*TASK BRIEF*:
Reproduce the data from its first line through the line containing "[[99, 105, 151, 161]]", inclusive, and nothing beyond it. Shift every bounding-box coordinate in the answers up by 82, leaving all other text as it stands.

>> start THE DATA

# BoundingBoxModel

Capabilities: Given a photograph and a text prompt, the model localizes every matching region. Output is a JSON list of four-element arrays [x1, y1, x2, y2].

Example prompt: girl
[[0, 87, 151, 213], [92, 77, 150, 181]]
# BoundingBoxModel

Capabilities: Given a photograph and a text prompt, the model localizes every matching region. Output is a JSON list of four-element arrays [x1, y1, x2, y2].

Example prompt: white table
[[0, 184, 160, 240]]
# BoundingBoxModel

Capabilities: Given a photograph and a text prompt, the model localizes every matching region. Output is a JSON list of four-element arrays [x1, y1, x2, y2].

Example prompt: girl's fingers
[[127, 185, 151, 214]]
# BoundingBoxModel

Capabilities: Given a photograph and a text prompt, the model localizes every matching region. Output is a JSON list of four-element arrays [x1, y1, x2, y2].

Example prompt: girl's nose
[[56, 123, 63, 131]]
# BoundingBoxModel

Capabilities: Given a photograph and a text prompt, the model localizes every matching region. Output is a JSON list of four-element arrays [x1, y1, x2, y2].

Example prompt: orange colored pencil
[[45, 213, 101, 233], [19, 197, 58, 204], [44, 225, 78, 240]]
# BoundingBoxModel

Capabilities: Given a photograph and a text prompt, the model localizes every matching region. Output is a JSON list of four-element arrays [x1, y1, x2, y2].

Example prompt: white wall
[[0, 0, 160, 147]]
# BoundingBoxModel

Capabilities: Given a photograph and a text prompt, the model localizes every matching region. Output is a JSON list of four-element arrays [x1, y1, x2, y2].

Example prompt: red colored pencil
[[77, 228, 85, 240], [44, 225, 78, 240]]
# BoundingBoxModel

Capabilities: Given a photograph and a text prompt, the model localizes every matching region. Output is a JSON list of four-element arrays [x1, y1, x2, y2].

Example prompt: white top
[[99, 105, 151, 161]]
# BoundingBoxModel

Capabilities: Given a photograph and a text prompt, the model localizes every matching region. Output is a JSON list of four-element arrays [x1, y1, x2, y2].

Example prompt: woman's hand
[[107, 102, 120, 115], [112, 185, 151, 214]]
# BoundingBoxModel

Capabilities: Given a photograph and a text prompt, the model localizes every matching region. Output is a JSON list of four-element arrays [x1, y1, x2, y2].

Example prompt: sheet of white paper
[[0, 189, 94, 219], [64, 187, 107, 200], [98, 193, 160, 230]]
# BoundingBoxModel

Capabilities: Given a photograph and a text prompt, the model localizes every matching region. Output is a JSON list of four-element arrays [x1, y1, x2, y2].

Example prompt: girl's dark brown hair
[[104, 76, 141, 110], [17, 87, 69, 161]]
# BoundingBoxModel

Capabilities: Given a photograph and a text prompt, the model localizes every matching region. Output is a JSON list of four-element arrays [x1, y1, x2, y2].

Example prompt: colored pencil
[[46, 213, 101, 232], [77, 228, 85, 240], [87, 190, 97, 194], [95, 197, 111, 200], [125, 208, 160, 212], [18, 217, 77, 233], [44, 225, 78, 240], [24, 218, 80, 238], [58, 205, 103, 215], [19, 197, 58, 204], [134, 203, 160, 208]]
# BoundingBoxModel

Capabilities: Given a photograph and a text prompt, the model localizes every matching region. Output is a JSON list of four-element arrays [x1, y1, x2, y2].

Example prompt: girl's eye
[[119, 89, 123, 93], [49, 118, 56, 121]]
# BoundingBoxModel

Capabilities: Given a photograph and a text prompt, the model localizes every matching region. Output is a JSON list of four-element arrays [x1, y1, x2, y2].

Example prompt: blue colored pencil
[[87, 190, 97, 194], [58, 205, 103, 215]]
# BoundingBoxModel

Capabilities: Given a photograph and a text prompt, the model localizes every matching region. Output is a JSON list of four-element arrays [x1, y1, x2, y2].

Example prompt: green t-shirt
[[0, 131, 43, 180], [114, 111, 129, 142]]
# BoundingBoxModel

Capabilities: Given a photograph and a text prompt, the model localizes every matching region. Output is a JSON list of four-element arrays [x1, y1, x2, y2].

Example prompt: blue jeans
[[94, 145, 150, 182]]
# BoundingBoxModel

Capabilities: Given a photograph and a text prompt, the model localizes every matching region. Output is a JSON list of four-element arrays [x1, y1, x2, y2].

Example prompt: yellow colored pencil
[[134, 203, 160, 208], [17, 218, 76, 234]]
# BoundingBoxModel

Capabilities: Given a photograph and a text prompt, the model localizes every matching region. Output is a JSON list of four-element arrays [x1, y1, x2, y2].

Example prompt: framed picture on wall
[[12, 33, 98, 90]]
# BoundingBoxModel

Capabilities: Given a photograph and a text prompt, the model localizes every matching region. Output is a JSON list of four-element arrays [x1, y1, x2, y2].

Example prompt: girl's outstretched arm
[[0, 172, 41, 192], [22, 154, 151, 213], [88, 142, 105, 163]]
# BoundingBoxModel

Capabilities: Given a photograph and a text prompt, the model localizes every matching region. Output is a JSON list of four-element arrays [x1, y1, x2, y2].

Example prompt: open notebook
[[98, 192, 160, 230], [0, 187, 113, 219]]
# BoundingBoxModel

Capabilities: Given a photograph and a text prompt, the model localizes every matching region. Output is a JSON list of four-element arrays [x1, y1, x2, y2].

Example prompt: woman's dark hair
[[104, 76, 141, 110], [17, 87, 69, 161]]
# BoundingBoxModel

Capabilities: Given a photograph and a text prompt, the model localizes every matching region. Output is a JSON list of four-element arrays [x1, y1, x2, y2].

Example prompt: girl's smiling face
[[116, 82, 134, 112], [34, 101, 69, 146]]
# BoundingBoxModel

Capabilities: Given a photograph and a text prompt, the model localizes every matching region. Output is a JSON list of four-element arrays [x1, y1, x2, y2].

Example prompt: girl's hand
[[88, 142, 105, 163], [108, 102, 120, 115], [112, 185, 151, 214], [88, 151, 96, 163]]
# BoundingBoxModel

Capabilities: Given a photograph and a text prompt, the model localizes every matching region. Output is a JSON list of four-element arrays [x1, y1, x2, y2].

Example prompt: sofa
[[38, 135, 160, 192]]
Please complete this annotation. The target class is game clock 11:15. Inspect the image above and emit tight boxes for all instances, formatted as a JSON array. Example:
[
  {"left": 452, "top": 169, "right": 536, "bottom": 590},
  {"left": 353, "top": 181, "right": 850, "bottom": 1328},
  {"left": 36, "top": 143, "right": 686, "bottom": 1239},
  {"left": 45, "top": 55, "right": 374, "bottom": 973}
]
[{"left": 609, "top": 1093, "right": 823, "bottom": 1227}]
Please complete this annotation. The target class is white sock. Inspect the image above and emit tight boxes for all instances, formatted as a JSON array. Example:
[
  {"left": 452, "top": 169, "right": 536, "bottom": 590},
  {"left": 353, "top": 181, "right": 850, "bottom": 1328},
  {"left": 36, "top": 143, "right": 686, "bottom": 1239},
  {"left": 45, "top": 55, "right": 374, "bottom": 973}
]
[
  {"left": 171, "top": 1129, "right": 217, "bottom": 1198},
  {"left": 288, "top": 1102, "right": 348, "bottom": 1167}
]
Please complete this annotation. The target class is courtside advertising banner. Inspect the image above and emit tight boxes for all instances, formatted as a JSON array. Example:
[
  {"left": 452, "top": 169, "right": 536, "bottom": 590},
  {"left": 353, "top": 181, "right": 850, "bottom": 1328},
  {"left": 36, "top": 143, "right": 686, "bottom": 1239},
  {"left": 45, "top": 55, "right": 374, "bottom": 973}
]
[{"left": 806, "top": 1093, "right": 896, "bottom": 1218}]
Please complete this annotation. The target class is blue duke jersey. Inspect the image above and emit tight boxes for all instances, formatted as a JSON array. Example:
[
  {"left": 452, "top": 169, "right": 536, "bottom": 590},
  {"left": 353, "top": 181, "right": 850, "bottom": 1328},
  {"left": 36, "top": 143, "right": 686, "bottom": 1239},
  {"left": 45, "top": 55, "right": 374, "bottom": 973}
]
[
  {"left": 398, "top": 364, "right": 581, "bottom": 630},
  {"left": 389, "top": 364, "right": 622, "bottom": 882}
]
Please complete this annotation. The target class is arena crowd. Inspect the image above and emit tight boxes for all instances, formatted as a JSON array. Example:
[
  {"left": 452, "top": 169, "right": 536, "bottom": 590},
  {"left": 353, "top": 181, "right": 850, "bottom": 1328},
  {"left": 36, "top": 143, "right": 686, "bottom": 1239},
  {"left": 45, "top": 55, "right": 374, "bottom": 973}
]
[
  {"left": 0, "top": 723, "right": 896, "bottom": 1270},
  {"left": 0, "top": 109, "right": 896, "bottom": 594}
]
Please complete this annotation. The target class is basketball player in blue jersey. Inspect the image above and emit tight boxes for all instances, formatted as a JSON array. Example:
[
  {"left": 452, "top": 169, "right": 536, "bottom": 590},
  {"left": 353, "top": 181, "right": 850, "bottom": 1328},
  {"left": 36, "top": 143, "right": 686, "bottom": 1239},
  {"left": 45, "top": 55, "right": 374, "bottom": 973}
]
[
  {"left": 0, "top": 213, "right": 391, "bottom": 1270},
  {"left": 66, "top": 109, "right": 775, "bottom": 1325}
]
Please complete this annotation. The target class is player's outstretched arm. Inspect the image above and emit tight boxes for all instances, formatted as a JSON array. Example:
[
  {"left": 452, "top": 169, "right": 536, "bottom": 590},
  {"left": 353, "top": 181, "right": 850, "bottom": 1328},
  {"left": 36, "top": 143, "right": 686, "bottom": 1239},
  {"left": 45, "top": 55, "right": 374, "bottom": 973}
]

>> end THE DATA

*SOLUTION FOR THIS EXERCISE*:
# BoundingBoxModel

Capabilities: Given a photograph and a text prompt, the model localizes every matching region. Output is a JSON list of four-element arrays [x1, y1, x2, y2].

Example prompt: girl
[[82, 169, 233, 295], [174, 159, 232, 263]]
# BoundingBoxModel

Capabilities: Given a photograph and a text prompt, the model localizes every matching region. Output is a JSON list of four-element arrays [x1, y1, x2, y2].

Example prompt: white table
[[82, 266, 242, 322]]
# BoundingBoxModel

Capabilities: Given a photograph and a text prompt, the model localizes every matching region. Output is a JSON list of four-element arrays [x1, y1, x2, y2].

Example prompt: girl's fingers
[[209, 267, 233, 296]]
# BoundingBoxModel

Capabilities: Given a photograph and a text prompt, the model localizes every matching region. Output is a JSON list of four-element arrays [x1, y1, x2, y2].

Example prompt: girl's nose
[[138, 205, 145, 213]]
# BoundingBoxModel

Capabilities: Given a photograph and a text prompt, the model localizes every matching region. Output is a JSON list of four-element arrays [x1, y1, x2, y2].

Example prompt: orange colored pencil
[[127, 295, 183, 315], [101, 279, 140, 286], [126, 307, 160, 322]]
# BoundingBoxModel

Capabilities: Given a photograph and a text prompt, the model localizes every matching region. Output is a JSON list of four-element arrays [x1, y1, x2, y2].

Example prompt: white wall
[[82, 82, 242, 229]]
# BoundingBoxModel

Capabilities: Given a photograph and a text prompt, the model localizes every matching region. Output is a JSON list of four-element arrays [x1, y1, x2, y2].

Example prompt: red colored pencil
[[159, 310, 167, 322], [126, 307, 160, 322]]
# BoundingBoxModel

Capabilities: Given a photograph and a text prompt, the model localizes every matching region. Output is a JSON list of four-element arrays [x1, y1, x2, y2].

Example prompt: white top
[[181, 187, 233, 243]]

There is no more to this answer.